WORK REQUEST ->
From the records beneath, determine how many lines contain "white" and report only that figure.

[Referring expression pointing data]
☆ ☆ ☆ ☆ ☆
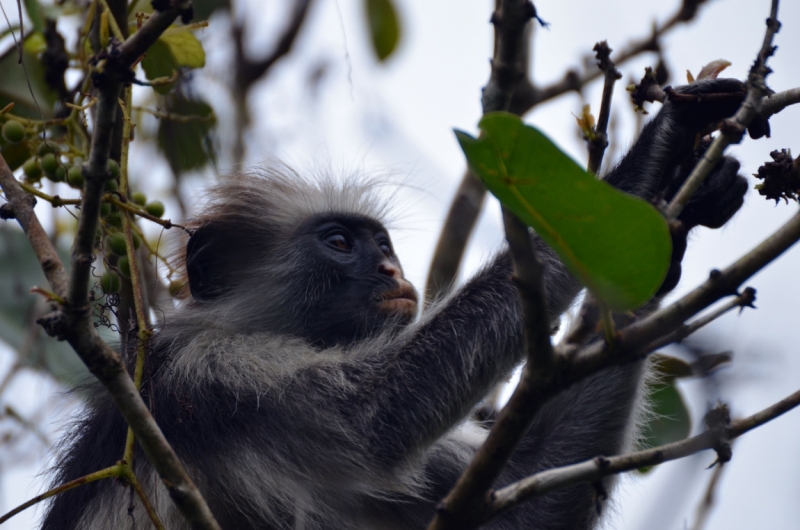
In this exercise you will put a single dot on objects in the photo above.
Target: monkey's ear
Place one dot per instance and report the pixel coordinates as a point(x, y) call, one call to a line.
point(205, 263)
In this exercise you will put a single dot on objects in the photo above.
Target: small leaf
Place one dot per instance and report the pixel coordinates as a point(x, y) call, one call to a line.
point(172, 51)
point(669, 421)
point(158, 62)
point(670, 368)
point(187, 144)
point(186, 49)
point(384, 27)
point(615, 244)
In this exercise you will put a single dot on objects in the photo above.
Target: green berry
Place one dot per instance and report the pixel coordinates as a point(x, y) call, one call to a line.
point(116, 244)
point(46, 149)
point(155, 208)
point(139, 198)
point(114, 219)
point(13, 132)
point(110, 282)
point(113, 168)
point(32, 170)
point(124, 266)
point(60, 174)
point(49, 164)
point(75, 177)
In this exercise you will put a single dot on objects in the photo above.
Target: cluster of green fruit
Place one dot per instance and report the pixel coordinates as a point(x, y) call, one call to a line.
point(48, 163)
point(115, 244)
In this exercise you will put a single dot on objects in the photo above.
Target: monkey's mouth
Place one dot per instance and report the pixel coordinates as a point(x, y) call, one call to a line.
point(403, 299)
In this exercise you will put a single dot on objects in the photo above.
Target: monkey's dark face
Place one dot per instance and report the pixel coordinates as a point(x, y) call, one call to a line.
point(352, 284)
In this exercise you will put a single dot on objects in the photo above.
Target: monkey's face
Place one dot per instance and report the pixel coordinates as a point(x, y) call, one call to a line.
point(352, 284)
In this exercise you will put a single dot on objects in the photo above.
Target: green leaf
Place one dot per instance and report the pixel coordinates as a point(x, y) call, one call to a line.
point(175, 49)
point(186, 49)
point(615, 244)
point(15, 154)
point(35, 14)
point(669, 420)
point(187, 144)
point(384, 26)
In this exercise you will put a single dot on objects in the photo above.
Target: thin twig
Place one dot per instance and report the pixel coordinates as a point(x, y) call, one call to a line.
point(597, 468)
point(733, 128)
point(20, 207)
point(511, 21)
point(468, 200)
point(704, 508)
point(599, 140)
point(109, 472)
point(745, 299)
point(632, 341)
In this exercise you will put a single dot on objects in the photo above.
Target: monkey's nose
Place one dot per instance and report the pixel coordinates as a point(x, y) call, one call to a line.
point(390, 269)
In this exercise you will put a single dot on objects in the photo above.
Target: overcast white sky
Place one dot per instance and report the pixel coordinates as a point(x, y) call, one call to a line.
point(398, 119)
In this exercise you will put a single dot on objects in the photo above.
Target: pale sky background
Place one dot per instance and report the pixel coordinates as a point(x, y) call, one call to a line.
point(397, 119)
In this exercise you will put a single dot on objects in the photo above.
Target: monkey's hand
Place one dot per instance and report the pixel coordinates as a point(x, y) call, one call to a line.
point(699, 108)
point(714, 203)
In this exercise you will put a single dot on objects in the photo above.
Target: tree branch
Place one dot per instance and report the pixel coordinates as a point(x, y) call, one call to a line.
point(20, 207)
point(597, 468)
point(511, 20)
point(733, 128)
point(71, 321)
point(599, 142)
point(469, 197)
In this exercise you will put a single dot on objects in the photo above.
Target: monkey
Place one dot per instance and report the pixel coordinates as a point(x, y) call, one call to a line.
point(301, 391)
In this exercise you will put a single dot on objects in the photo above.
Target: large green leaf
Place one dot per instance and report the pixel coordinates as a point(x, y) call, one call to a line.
point(186, 141)
point(175, 49)
point(617, 245)
point(384, 26)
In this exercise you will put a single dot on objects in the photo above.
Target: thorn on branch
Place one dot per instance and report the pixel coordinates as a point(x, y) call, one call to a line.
point(747, 298)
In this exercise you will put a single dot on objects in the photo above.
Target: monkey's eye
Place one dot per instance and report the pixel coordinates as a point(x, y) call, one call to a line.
point(339, 241)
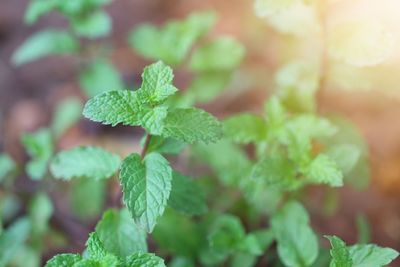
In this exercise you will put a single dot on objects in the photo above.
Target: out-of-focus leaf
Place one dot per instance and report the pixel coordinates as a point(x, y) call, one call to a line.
point(82, 206)
point(361, 43)
point(297, 243)
point(45, 43)
point(186, 195)
point(222, 54)
point(172, 42)
point(93, 25)
point(39, 146)
point(7, 165)
point(99, 77)
point(12, 239)
point(67, 113)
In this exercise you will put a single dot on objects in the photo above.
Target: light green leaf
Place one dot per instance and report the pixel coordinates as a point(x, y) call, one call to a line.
point(144, 259)
point(38, 8)
point(186, 195)
point(339, 252)
point(222, 54)
point(361, 43)
point(172, 42)
point(13, 239)
point(83, 207)
point(92, 25)
point(371, 255)
point(192, 125)
point(297, 243)
point(45, 43)
point(40, 211)
point(7, 165)
point(91, 162)
point(95, 247)
point(277, 171)
point(146, 186)
point(98, 77)
point(324, 170)
point(114, 107)
point(245, 128)
point(157, 83)
point(119, 234)
point(68, 112)
point(64, 260)
point(39, 146)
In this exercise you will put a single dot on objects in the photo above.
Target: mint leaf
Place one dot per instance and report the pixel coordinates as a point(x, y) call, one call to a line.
point(7, 165)
point(12, 239)
point(44, 43)
point(100, 76)
point(144, 259)
point(39, 146)
point(277, 171)
point(172, 42)
point(245, 128)
point(222, 54)
point(119, 234)
point(114, 107)
point(38, 8)
point(339, 252)
point(157, 83)
point(92, 25)
point(146, 186)
point(64, 260)
point(68, 112)
point(95, 247)
point(192, 125)
point(324, 170)
point(371, 255)
point(186, 195)
point(91, 162)
point(297, 243)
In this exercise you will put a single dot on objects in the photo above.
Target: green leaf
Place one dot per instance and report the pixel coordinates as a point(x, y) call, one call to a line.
point(114, 107)
point(277, 171)
point(119, 234)
point(39, 146)
point(45, 43)
point(68, 112)
point(146, 186)
point(64, 260)
point(222, 54)
point(7, 165)
point(157, 83)
point(245, 128)
point(297, 243)
point(83, 207)
point(186, 195)
point(38, 8)
point(192, 125)
point(91, 162)
point(339, 252)
point(92, 25)
point(144, 259)
point(13, 239)
point(98, 77)
point(324, 170)
point(172, 42)
point(95, 247)
point(371, 255)
point(40, 211)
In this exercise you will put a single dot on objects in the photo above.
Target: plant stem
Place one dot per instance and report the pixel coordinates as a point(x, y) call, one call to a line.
point(146, 146)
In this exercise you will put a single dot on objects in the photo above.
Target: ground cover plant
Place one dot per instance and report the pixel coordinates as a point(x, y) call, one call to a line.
point(239, 196)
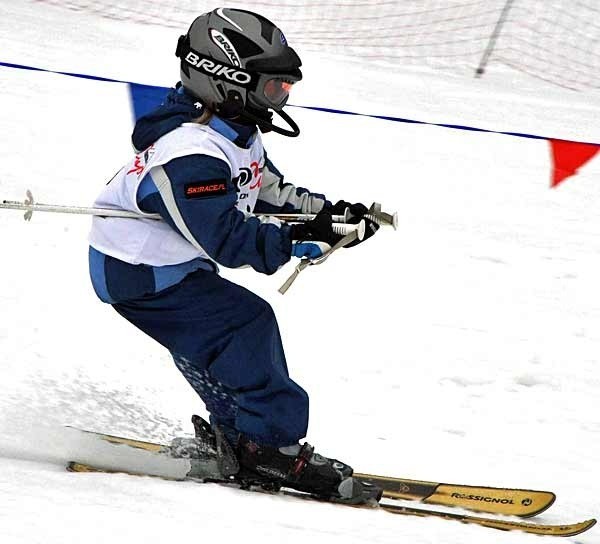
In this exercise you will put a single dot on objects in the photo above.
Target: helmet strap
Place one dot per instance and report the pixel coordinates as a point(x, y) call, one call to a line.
point(266, 126)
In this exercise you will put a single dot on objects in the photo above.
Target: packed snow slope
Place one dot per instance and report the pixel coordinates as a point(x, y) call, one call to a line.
point(461, 348)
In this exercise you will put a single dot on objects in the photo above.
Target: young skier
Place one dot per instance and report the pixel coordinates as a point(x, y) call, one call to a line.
point(201, 165)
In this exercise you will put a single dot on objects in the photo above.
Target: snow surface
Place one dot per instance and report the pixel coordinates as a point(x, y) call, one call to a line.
point(462, 348)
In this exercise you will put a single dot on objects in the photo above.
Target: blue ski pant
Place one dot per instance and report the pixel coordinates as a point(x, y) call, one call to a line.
point(225, 340)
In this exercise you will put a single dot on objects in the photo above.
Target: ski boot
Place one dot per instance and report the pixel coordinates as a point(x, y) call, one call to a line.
point(299, 467)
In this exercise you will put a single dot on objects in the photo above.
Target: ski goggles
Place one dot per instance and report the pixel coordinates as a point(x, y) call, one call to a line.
point(273, 91)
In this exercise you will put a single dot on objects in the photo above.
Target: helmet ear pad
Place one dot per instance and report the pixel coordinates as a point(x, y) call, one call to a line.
point(232, 106)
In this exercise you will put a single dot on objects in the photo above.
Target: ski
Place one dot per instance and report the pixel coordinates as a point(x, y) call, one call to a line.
point(494, 500)
point(501, 524)
point(491, 500)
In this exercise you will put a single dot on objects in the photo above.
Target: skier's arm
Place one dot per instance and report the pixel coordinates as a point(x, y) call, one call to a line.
point(196, 196)
point(276, 196)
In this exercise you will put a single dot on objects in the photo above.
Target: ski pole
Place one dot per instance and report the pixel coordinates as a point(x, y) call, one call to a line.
point(29, 206)
point(354, 234)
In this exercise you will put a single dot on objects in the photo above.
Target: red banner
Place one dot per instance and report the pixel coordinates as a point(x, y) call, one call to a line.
point(568, 157)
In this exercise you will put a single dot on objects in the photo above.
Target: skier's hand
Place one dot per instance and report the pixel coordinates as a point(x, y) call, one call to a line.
point(357, 213)
point(314, 238)
point(356, 210)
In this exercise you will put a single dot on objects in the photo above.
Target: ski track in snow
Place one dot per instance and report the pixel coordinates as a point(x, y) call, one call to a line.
point(462, 348)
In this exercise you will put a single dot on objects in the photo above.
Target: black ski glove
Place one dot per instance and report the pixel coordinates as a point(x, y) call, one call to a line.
point(314, 238)
point(357, 214)
point(356, 210)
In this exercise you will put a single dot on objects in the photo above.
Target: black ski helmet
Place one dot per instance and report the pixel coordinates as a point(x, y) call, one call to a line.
point(238, 64)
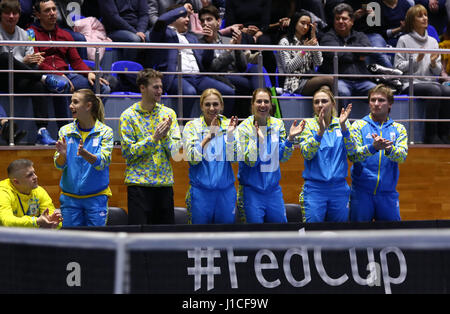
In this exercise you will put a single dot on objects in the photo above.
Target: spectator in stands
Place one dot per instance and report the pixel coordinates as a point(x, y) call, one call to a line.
point(424, 64)
point(324, 145)
point(23, 203)
point(231, 61)
point(127, 21)
point(393, 22)
point(437, 13)
point(156, 8)
point(349, 62)
point(262, 145)
point(302, 31)
point(314, 6)
point(172, 27)
point(254, 15)
point(24, 59)
point(83, 154)
point(210, 147)
point(150, 134)
point(362, 14)
point(26, 15)
point(380, 145)
point(59, 58)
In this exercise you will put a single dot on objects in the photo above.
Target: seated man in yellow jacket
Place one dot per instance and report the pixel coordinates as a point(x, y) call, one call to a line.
point(22, 202)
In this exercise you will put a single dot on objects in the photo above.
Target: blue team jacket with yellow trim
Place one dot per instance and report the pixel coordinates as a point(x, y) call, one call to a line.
point(375, 171)
point(259, 165)
point(80, 177)
point(325, 156)
point(210, 167)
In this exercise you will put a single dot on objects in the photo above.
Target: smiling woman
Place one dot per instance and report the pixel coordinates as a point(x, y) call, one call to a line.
point(210, 145)
point(262, 145)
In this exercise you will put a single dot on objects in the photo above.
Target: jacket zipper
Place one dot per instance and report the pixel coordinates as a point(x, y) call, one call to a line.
point(379, 162)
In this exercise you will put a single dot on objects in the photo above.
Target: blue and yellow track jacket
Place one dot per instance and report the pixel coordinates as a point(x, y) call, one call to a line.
point(259, 163)
point(79, 176)
point(210, 167)
point(375, 171)
point(325, 156)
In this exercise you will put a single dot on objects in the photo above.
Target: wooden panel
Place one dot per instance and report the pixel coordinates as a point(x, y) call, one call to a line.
point(424, 182)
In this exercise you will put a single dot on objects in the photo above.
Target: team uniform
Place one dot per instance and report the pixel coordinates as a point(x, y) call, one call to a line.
point(375, 174)
point(260, 198)
point(22, 210)
point(325, 192)
point(85, 187)
point(211, 196)
point(148, 173)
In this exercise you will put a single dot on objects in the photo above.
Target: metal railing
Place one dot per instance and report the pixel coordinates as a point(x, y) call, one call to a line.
point(179, 73)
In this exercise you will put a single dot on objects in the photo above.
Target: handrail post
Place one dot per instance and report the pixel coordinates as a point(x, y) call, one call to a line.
point(411, 101)
point(11, 97)
point(97, 68)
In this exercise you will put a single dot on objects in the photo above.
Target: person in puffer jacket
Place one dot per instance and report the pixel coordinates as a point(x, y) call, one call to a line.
point(83, 153)
point(325, 144)
point(381, 144)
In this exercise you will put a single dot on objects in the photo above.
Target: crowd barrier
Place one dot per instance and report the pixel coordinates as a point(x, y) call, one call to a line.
point(406, 109)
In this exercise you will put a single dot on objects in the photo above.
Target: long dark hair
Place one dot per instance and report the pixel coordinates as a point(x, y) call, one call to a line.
point(293, 24)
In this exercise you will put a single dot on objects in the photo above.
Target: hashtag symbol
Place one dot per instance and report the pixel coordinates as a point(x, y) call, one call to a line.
point(198, 270)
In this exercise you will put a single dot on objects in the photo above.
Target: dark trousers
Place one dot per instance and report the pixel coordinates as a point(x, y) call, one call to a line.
point(150, 205)
point(25, 83)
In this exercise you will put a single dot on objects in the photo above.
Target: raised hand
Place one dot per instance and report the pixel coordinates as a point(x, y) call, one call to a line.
point(380, 143)
point(345, 113)
point(233, 124)
point(61, 147)
point(295, 130)
point(323, 125)
point(259, 132)
point(162, 129)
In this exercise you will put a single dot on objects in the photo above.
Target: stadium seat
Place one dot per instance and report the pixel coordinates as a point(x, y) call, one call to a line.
point(125, 65)
point(294, 212)
point(181, 216)
point(116, 216)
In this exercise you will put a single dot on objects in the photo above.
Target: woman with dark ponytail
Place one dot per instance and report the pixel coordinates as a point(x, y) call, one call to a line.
point(83, 153)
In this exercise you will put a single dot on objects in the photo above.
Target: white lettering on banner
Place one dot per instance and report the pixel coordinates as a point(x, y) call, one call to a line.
point(232, 260)
point(266, 260)
point(259, 266)
point(268, 153)
point(209, 270)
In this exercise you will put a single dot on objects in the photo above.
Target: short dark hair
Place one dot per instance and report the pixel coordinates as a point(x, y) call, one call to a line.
point(144, 76)
point(18, 165)
point(341, 8)
point(37, 4)
point(10, 6)
point(210, 9)
point(174, 6)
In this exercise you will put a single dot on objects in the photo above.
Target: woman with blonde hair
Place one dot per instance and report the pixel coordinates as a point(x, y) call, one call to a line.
point(263, 144)
point(325, 144)
point(210, 147)
point(424, 64)
point(83, 153)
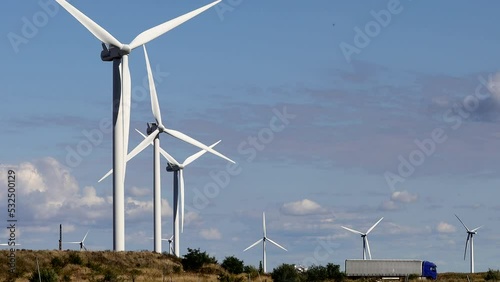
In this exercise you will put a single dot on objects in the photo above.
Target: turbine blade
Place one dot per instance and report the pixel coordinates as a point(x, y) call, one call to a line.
point(352, 230)
point(276, 244)
point(264, 224)
point(158, 30)
point(371, 228)
point(253, 245)
point(155, 107)
point(181, 179)
point(94, 28)
point(125, 103)
point(368, 247)
point(462, 223)
point(193, 157)
point(85, 235)
point(477, 228)
point(144, 143)
point(166, 155)
point(194, 142)
point(466, 242)
point(132, 154)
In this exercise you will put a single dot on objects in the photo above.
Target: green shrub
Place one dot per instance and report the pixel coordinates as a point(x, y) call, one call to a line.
point(46, 275)
point(74, 258)
point(285, 273)
point(232, 265)
point(195, 259)
point(492, 275)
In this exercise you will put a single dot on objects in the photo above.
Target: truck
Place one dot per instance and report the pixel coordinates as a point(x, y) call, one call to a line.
point(390, 268)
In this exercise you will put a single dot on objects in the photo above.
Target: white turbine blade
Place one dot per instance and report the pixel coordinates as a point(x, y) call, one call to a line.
point(85, 236)
point(475, 229)
point(253, 245)
point(155, 107)
point(462, 223)
point(466, 242)
point(368, 247)
point(166, 155)
point(371, 228)
point(264, 224)
point(135, 151)
point(276, 244)
point(158, 30)
point(94, 28)
point(144, 143)
point(193, 157)
point(194, 142)
point(181, 180)
point(125, 103)
point(352, 230)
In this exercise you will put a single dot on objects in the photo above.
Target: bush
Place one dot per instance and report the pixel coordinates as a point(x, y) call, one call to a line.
point(285, 273)
point(230, 278)
point(74, 258)
point(195, 259)
point(232, 265)
point(46, 275)
point(492, 275)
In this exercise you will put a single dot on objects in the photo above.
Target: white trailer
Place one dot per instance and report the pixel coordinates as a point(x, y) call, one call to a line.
point(390, 268)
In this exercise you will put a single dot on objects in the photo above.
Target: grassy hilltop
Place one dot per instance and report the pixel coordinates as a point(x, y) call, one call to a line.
point(147, 266)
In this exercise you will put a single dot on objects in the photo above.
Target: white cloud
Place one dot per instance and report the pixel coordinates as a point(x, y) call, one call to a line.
point(444, 227)
point(388, 206)
point(210, 234)
point(404, 197)
point(140, 192)
point(304, 207)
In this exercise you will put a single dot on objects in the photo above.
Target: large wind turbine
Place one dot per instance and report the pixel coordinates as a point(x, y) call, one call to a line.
point(118, 53)
point(154, 131)
point(263, 240)
point(366, 245)
point(470, 236)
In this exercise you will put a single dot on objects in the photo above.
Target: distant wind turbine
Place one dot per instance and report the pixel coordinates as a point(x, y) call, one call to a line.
point(263, 240)
point(470, 236)
point(82, 244)
point(366, 245)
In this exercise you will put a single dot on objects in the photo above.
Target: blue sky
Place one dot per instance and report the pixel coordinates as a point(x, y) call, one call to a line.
point(404, 128)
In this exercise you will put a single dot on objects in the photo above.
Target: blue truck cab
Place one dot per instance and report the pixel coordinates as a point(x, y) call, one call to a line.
point(429, 270)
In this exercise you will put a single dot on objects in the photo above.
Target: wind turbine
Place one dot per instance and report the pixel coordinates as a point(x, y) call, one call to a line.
point(82, 245)
point(470, 236)
point(170, 240)
point(153, 136)
point(154, 131)
point(366, 245)
point(115, 51)
point(263, 240)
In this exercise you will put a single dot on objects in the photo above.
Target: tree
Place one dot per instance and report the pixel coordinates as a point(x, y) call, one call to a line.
point(233, 265)
point(195, 259)
point(285, 273)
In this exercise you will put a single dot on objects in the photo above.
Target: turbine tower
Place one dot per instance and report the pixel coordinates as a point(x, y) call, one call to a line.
point(82, 244)
point(470, 238)
point(116, 52)
point(154, 131)
point(263, 240)
point(366, 245)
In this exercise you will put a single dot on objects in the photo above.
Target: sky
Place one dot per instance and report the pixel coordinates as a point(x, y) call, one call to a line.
point(338, 113)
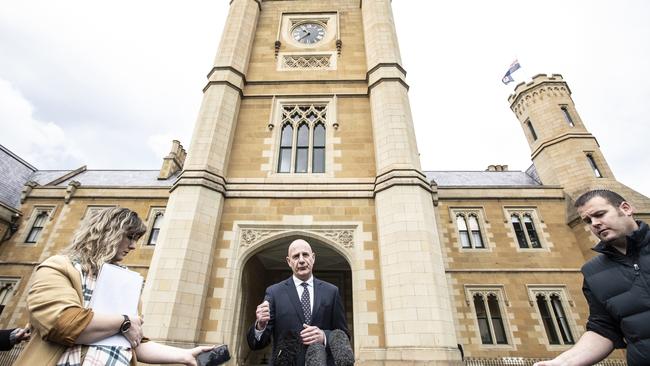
☆ ☆ ☆ ☆ ☆
EXERCISE SOLUTION ->
5